* EXPLORE THE MATERIAL:
A - In the review of the Paris 1906 ebook, what illness had Chef Achatz been diagnosed with?
B - Extend the review of the Paris 1906 ebook past its final sentence, keeping the reviewer's voice.

November 26, 2011
MarkBernstein.org
 

Paris 1906

Paris 1906
Grant Achatz and Nick Kokonas with Dave Beran

Available as an eBook from iTunes. Next is a Chicago restaurant with a unique plan that began as a fantasy. Chef Achatz had been diagnosed with tongue cancer and thought his life was over. Business partner Kokonas cajoled him: they were already on top of the food world with Alinea, so what would they do next? Achatz imagined a restaurant that would always be opening, that would have an entirely new kind of menu every three months.

So, Next opened with “Paris 1906”, recreating and reimagining Escoffier at the Ritz. The next menu was “Tour of Thailand.” The current menu, “Childhood”, is said to include a course served in a lunchbox and a course of paté de foie gras served on egg beaters – foie-sting.

This ambitious ebook explains in detail how to recreate each course of Paris 1906. Most of these are going to be out of reach of you and I; Next has a convenient supplier of farmed turtle meat for its potage a lat tartue claire, but your local fish market is not going to help you here. And who has a duck press fore caneton rouennaise a la presse?

Still, this is a fascinating exploration of classic cooking ideas, both in their turn-of-the-century forms and in modern dress. The Sûpremes de Poussin course, for example, was somewhat controversial because some people felt it was undercooked. This was, as I had speculated, the point:

Amazingly, this chicken proved difficult for some patrons. Too often, chicken is overcooked and relatively flavorless. The soft texture and hearty flavor is precisely the intended, correct effect this dish aims for, but it comes as a surprise.

* SOURCE MATERIAL:
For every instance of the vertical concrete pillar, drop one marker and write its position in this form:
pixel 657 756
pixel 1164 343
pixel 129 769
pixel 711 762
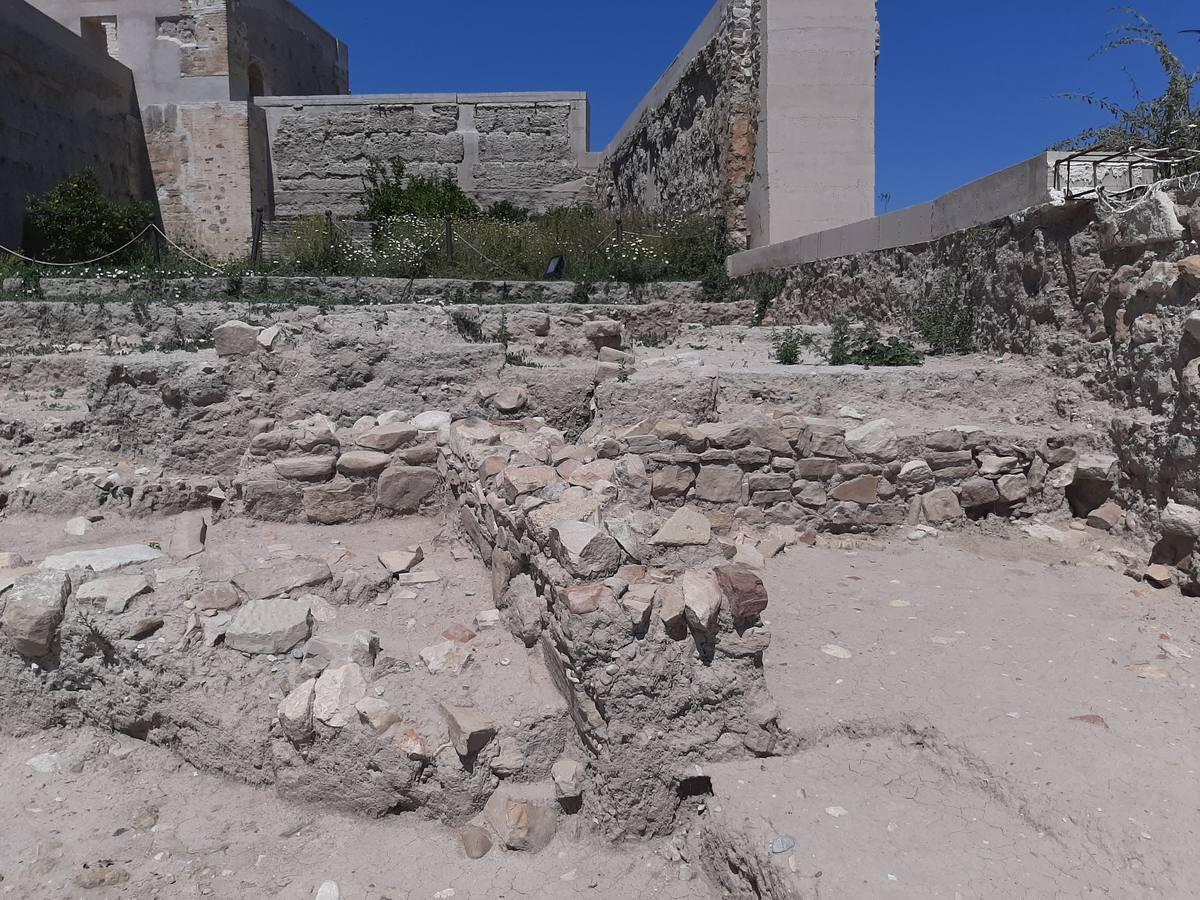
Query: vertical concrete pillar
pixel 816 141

* ANSWERS FOR THE EXERCISE:
A - Tongue cancer.

B -
There’s more going on here than meets the eye, because (unusually for this book) we have a taste here of Escoffier’s own cadence. He’s the fellow who begins his Guide by saying, “These culinary preparations define the fundamentals and the requisite ingredients without which nothing of importance can be attempted.”

And how does that little chicken course get put together? You take the chicken, butter garlic and thyme, and you cook them sous vide for 62°C for eighteen minutes. But you aren’t done! You need a blanquette base, which starts with a good chicken stock, and turns it into a double stock with a fresh lot of bones, the dark meat from the chickens, aromatics, and mushrooms. Then you take 200g of that base and add a liter of cream, 80g of foie gras, banyuls vinegar, and egg yolks. That’s your sauce.

This doesn’t look just like what you’d have seen at the Ritz back in the day, but it’s getting the same effect. Time change and we are not now that strength which in old days moved earth and heaven –that which we are, we are, and that means foie gras and labor costs are not the same for us as they were at the end of that first gilded age. Our chickens are less tasty and our knowledge greater, and we still wonder “what’s for dinner?” Any $5 eBook that can shed new light on these old questions is a terrific idea.